▶ [Available records]
============================================================

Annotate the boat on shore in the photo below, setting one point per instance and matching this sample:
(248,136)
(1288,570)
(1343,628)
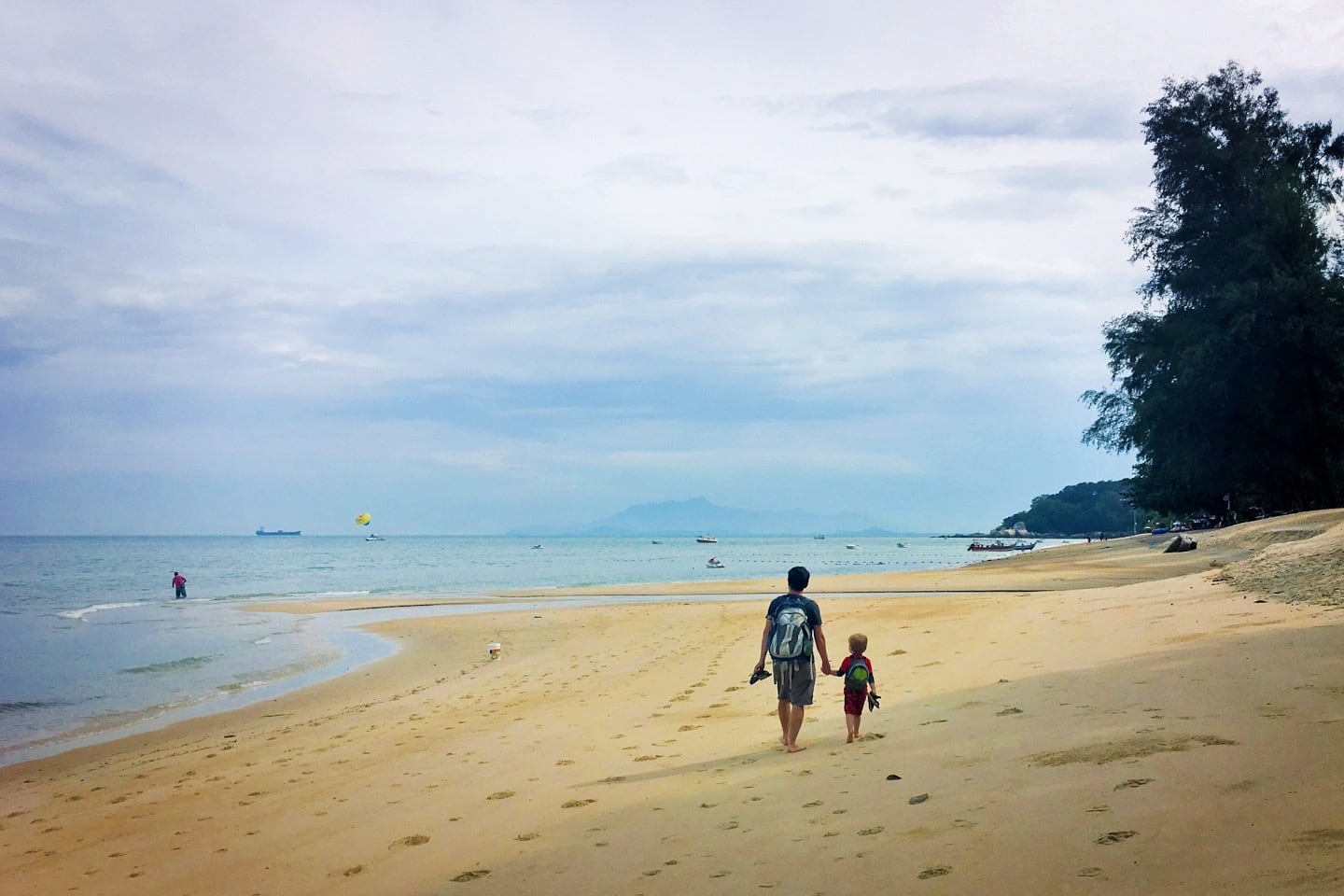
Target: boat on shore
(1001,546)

============================================================

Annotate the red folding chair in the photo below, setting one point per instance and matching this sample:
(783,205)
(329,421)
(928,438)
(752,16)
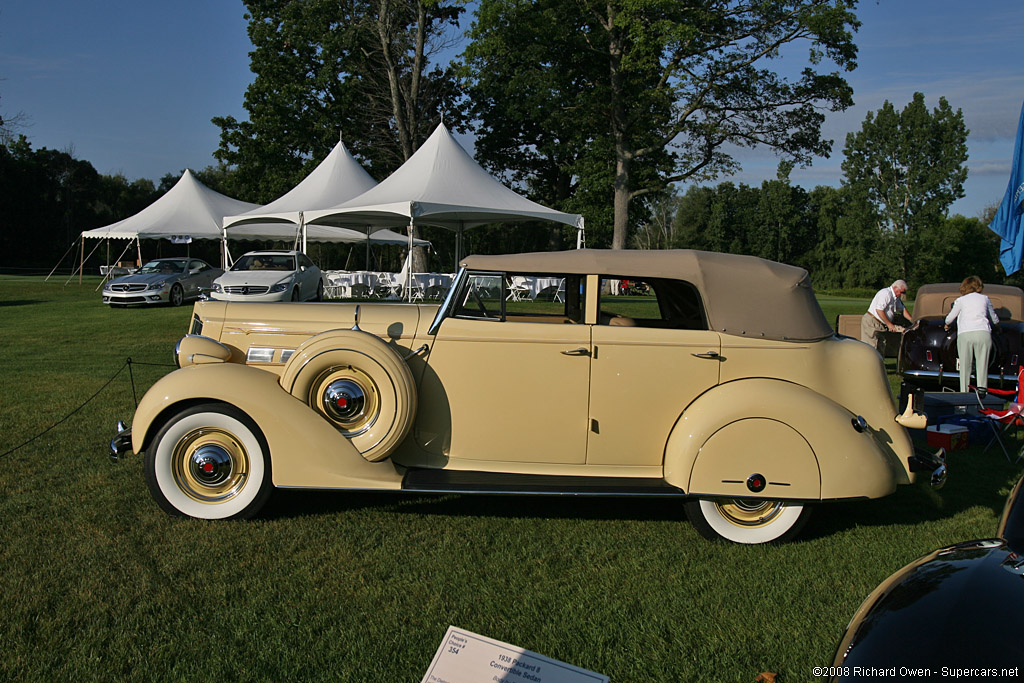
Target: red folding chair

============================================================

▶ [Directions for this task] Rewrite the records from the line containing "Annotate the red" through the line containing "Target: red folding chair", replacing "folding" with "wooden" and leaving everything else unchanged. Omit the pictures.

▶ [Solution for this problem]
Annotate the red wooden chair in the photo below, setting one point per instance and matching this sample:
(783,205)
(329,421)
(928,438)
(752,16)
Target: red wooden chair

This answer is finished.